Even if all the prosecution gets is a hung jury, that’s a “win” for the prosecution; re-trial would be certain.
The Kyle Rittenhouse trial is rapidly entering the end-game, with the jury to receive its instructions on the charges on Monday morning, followed by the closing arguments of the prosecution and defense, and finally the beginning of jury deliberations sometime in the afternoon.
Given the strength of Kyle’s core claim of self-defense, and the weakness of the State’s attacks on that legal defense, it seems worth taking a look at the last desperate effort the prosecution is making to try to drag something resembling a win out of this smoking pile of a trial–and that’s to sell an incredibly weakly supported argument of provocation to at least a single juror interested in accepting such nonsense.
Kyle’s Core Claim of Self-Defense Is Extremely Robust
Kyle Rittenhouse’s legal defense to the use-of-force charges against him is, of course, centered on the privilege of self-defense under Wisconsin law. Having properly raised this legal defense at the start of these proceedings, the burden is now on the State to disprove self-defense beyond a reasonable doubt. That doesn’t mean the State has to disprove self-defense in its entirety—it merely means the state has to disprove any one of the four required elements of self-defense.
There are four core elements of self-defense under Wisconsin law that are possible targets of attack by the prosecution: Innocence, Imminence, Proportionality, and Reasonableness. I also mentioned that the fifth element of self-defense, Avoidance, does not generally apply in Wisconsin, in that there is no generalized legal duty to retreat before you can act in otherwise lawful self-defense.
As I’ve written extensively over the eight days of trial testimony the State has offered little or no evidence attacking any of the four core elements of Rittenhouse’s claim of self-defense, and certainly not evidence beyond a reasonable doubt. They did not do so for the perfectly good reason that they have no such evidence.
Provocation: Last, Desperate Gasp of a Flailing Prosecution
There is, however, what might be thought of as a “back door” avenue of attack on self-defense, and that target becomes available where the defendant can be said to have provoked the attack against which he then defended himself. Generally, I treat provocation as a facet of the element of Innocence, but Wisconsin law breaks it out as if it were a separate element, so that’s how I’ll treat it here.
If we had any doubt what the form of attack the prosecution will bring to bear in their closing argument on Monday, that was resolved during yesterday’s conference hearing—the meeting in court, outside the presence of the jury, in which the parties argue over the precise instructions that will be given to the jury for use in their deliberations.
The prosecution’s attack will come in the form of the legal doctrine of provocation.
It’s worth noting that the jury can effectively only find the defendant guilty based upon a jury instruction that they have received from the judge. An instruction withheld from the jury necessarily withholds a path to conviction. Conversely, an instruction provided to the jury necessarily provides an additional path to conviction. (Obviously, I’m talking about criminal charge instructions here, not defense instructions.)

PARTS OF THE EXERCISE —
A - Decide whether each statement agrees with the commentary on the Rittenhouse trial, answering yes or no and quoting the words that settle it: (i) Wisconsin law imposes a generalized duty to retreat before a person may act in self-defense. (ii) The State needs to disprove only one of the four required elements of self-defense. (iii) The jury is set to receive its instructions on the charges on Monday morning.
B - Duplicate the part of the commentary on the Rittenhouse trial that opens with the words containing "As I’ve written" and closes with "treat it here.".
The lines after this point were drawn from a different source.

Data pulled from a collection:
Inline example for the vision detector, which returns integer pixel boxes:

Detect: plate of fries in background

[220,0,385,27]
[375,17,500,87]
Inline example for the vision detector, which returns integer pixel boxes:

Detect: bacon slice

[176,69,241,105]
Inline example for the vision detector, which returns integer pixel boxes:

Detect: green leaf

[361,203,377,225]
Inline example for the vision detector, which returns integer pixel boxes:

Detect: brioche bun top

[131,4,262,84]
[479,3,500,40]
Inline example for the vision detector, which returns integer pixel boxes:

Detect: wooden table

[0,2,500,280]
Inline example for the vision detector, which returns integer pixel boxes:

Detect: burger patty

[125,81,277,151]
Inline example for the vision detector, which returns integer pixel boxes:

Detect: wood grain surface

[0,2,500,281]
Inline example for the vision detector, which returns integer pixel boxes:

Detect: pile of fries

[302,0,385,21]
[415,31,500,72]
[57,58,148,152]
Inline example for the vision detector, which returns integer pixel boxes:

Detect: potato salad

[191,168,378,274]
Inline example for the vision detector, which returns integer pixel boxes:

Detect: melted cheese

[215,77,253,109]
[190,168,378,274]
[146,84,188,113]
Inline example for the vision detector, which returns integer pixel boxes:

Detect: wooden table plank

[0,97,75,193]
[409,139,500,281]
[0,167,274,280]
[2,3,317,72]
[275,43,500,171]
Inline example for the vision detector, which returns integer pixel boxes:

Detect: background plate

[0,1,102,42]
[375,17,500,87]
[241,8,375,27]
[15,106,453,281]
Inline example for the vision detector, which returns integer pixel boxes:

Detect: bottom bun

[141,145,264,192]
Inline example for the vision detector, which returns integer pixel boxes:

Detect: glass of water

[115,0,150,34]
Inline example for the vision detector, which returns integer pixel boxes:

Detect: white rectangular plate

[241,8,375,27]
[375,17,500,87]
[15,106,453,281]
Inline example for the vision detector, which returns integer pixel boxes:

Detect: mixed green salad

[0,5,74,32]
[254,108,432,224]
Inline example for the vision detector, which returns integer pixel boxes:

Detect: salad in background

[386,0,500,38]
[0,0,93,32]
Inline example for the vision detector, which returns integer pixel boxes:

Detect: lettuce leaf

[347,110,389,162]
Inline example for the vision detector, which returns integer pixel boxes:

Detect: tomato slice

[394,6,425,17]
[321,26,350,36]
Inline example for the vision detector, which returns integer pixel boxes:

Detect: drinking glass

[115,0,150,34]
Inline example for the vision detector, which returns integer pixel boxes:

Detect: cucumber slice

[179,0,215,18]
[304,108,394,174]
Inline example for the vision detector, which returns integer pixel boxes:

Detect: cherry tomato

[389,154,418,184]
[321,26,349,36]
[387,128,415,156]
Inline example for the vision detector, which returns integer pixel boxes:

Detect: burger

SOLUTIONS BELOW —
A -
(i) No: "there is no generalized legal duty to retreat before you can act in otherwise lawful self-defense."
(ii) Yes: "it merely means the state has to disprove any one of the four required elements of self-defense."
(iii) Yes: "with the jury to receive its instructions on the charges on Monday morning"

B -
As I’ve written extensively over the eight days of trial testimony the State has offered little or no evidence attacking any of the four core elements of Rittenhouse’s claim of self-defense, and certainly not evidence beyond a reasonable doubt. They did not do so for the perfectly good reason that they have no such evidence.
Provocation: Last, Desperate Gasp of a Flailing Prosecution
There is, however, what might be thought of as a “back door” avenue of attack on self-defense, and that target becomes available where the defendant can be said to have provoked the attack against which he then defended himself. Generally, I treat provocation as a facet of the element of Innocence, but Wisconsin law breaks it out as if it were a separate element, so that’s how I’ll treat it here.